[Opening Extracted material section]

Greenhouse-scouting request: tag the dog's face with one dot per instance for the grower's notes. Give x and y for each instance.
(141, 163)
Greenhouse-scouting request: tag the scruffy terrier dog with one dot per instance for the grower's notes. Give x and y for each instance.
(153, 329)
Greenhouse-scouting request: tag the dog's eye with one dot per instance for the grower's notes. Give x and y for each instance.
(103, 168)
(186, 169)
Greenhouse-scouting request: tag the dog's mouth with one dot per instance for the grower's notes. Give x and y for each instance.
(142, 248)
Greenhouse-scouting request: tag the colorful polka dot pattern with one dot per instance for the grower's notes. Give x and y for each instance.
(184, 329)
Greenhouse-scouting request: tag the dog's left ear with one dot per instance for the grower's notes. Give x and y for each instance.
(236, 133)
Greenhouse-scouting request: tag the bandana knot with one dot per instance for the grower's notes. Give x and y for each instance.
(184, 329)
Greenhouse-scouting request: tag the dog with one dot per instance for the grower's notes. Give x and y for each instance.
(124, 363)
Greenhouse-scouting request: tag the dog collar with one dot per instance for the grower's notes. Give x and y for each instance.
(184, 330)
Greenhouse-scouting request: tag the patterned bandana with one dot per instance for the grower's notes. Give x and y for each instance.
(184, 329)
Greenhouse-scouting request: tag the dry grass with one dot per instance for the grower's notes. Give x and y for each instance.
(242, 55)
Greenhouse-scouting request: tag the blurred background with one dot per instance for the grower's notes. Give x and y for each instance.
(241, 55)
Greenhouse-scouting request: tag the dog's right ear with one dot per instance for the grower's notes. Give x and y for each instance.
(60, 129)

[Closing Extracted material section]

Would you restate word for word every line from the one holding "Greenhouse-scouting request: tag the blurred" to the end of the entries, both ends included?

Greenhouse-scouting request: tag the blurred background with one dot per instance for the grower's notes. Give x and y for each instance.
(241, 55)
Greenhouse-scouting request: tag the dog's right ear with one dot per instance for the grower's notes. Give x and y for each instance.
(60, 129)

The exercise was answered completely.